TASK DIRECTIONS »
Can you reproduce the material below word for word, from the line containing "Q: Point out the paper" to the line containing "x=502 y=429", including both of those lines?

DATA SHOWN »
■ ■ ■ ■

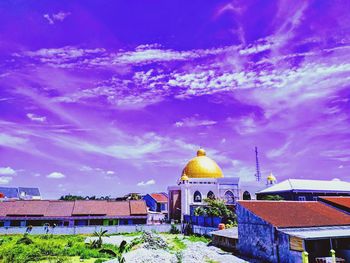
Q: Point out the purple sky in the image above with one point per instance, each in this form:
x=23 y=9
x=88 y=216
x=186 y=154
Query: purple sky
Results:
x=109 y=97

■ ■ ■ ■

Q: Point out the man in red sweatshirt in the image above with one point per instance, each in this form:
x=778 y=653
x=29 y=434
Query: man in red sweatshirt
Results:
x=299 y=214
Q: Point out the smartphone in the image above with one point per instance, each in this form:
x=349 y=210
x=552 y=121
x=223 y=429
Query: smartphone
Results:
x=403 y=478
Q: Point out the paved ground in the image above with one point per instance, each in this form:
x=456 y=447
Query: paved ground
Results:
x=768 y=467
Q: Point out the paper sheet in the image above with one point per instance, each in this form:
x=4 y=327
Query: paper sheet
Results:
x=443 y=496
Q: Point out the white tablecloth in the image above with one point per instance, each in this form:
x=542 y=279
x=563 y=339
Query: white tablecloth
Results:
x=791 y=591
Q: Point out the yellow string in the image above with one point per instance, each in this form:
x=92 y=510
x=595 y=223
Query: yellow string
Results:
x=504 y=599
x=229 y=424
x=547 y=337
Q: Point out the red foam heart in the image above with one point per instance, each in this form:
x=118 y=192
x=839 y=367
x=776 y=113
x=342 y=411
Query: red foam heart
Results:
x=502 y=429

■ ■ ■ ■

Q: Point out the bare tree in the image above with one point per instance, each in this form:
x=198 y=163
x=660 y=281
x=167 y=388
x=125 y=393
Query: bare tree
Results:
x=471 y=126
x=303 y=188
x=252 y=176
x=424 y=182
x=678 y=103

■ ■ ■ ■

OUTPUT »
Q: Point out the paper sheet in the image above with one point per instance, each in this form:
x=4 y=327
Query: paper sheet
Results:
x=443 y=496
Q: Point out the white tablecloth in the image above with one point per instance, each in this form:
x=542 y=279
x=563 y=339
Query: white tablecloth
Results:
x=791 y=591
Q: Point out the yellow string in the image above with one point per instance, each in this form:
x=92 y=510
x=595 y=223
Query: yellow string
Results:
x=504 y=599
x=229 y=424
x=547 y=337
Q: Point out the red foam heart in the image above with one point per instance, each in this form:
x=118 y=192
x=839 y=367
x=776 y=113
x=342 y=411
Query: red foam heart
Results:
x=502 y=429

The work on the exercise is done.